KRÓTKIE ZADANIE:
Podaj w całości każdy wiersz poniższych danych, w którym występuje słowo „white”.

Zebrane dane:
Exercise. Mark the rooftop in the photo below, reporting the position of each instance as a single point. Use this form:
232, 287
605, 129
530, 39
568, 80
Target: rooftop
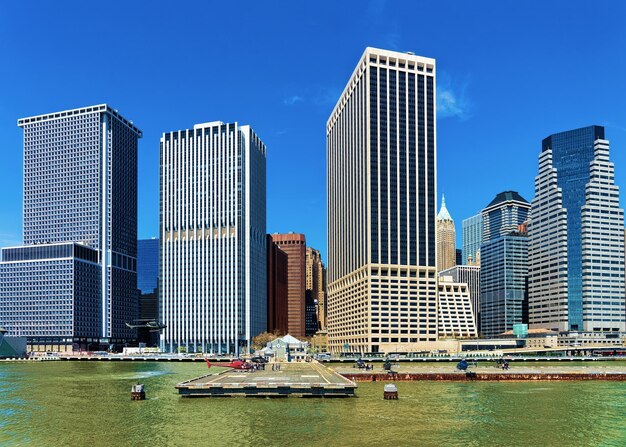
507, 196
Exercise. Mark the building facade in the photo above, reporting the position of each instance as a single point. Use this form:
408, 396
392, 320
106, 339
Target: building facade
316, 284
577, 237
294, 246
503, 215
148, 285
472, 238
147, 265
446, 238
212, 236
504, 264
456, 317
277, 291
80, 232
381, 177
470, 275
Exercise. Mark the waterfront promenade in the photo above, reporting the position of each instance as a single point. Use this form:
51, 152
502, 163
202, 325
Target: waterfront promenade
489, 370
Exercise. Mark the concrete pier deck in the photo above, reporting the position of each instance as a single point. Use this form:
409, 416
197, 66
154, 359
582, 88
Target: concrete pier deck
294, 379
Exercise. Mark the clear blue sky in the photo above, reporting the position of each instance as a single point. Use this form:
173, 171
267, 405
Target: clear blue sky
509, 74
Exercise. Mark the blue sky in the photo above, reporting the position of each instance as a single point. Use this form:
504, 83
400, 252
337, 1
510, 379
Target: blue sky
509, 74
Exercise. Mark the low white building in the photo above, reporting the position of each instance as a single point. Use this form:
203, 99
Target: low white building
287, 348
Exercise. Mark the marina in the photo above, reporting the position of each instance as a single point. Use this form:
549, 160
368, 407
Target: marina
300, 379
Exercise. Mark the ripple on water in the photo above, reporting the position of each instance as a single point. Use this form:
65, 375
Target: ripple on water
79, 404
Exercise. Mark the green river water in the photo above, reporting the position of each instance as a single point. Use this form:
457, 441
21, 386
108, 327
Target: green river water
88, 404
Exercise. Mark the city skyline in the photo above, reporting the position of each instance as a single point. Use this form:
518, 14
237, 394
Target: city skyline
288, 99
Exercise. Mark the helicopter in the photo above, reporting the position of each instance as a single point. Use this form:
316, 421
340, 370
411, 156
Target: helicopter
146, 323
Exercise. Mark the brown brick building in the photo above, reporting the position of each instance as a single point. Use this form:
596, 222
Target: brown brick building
276, 288
294, 245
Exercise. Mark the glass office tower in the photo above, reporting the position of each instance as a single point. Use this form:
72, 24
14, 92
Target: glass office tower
147, 265
80, 223
577, 236
504, 264
472, 238
381, 177
213, 248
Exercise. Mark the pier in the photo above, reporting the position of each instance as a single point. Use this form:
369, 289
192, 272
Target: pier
293, 379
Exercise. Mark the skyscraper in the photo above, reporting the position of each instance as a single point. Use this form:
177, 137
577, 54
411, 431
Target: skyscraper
315, 284
147, 265
470, 275
294, 246
213, 252
456, 316
472, 238
446, 238
504, 264
381, 139
73, 285
577, 236
148, 285
277, 291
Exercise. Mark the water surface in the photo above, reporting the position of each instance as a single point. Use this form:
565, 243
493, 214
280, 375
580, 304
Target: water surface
88, 403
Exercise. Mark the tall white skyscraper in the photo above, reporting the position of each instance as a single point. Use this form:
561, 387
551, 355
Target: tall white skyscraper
213, 251
381, 156
576, 237
73, 285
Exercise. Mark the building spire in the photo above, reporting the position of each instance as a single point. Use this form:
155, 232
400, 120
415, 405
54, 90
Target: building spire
443, 211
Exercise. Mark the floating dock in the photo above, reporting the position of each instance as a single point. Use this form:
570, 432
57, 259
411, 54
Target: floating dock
293, 379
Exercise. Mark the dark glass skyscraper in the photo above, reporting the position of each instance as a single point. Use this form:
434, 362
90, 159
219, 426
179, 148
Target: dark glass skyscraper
147, 265
504, 264
576, 236
74, 282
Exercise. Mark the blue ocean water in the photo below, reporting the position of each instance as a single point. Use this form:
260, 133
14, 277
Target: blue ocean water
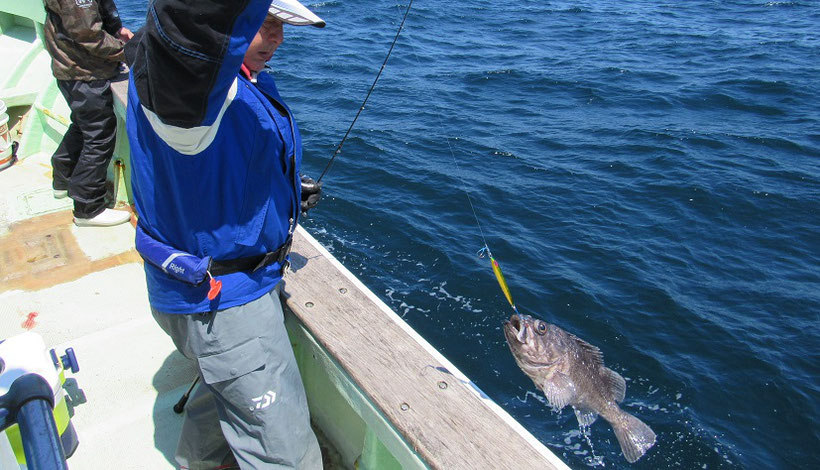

ODPOWIEDŹ DO ĆWICZENIA:
Exercise. Mark the low white building in the photo above, reporting the position of each instance as a single point. Use this form:
Target: low white building
Exercise. Mark the tall white skyscraper in the photo above, reporting the position of each instance as a single point. Use this form:
Target: tall white skyscraper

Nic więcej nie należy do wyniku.